WHAT THE EXERCISE ASKS: Count the lines in the items below that contain the string "Target", and reply with that number alone.

--- BEGIN ---

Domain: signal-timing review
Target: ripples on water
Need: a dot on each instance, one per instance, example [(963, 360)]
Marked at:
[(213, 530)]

--- END ---
--- BEGIN ---

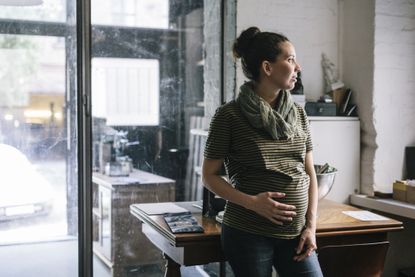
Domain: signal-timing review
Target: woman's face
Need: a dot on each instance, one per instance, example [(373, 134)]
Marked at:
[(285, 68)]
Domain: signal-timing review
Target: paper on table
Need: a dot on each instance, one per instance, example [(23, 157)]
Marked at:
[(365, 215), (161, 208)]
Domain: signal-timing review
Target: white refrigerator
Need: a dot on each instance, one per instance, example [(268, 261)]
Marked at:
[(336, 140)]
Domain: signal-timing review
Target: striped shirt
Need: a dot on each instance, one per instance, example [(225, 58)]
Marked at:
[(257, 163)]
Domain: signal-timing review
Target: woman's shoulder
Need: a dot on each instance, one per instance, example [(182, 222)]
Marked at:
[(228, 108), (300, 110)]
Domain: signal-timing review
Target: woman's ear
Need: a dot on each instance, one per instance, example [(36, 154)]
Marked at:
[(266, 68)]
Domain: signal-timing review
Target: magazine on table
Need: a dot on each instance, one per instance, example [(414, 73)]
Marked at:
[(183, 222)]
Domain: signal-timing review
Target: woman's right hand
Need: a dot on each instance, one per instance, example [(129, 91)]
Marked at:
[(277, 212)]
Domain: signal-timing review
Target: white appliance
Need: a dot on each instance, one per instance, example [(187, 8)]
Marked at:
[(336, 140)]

--- END ---

RESULT OF THE EXERCISE: 10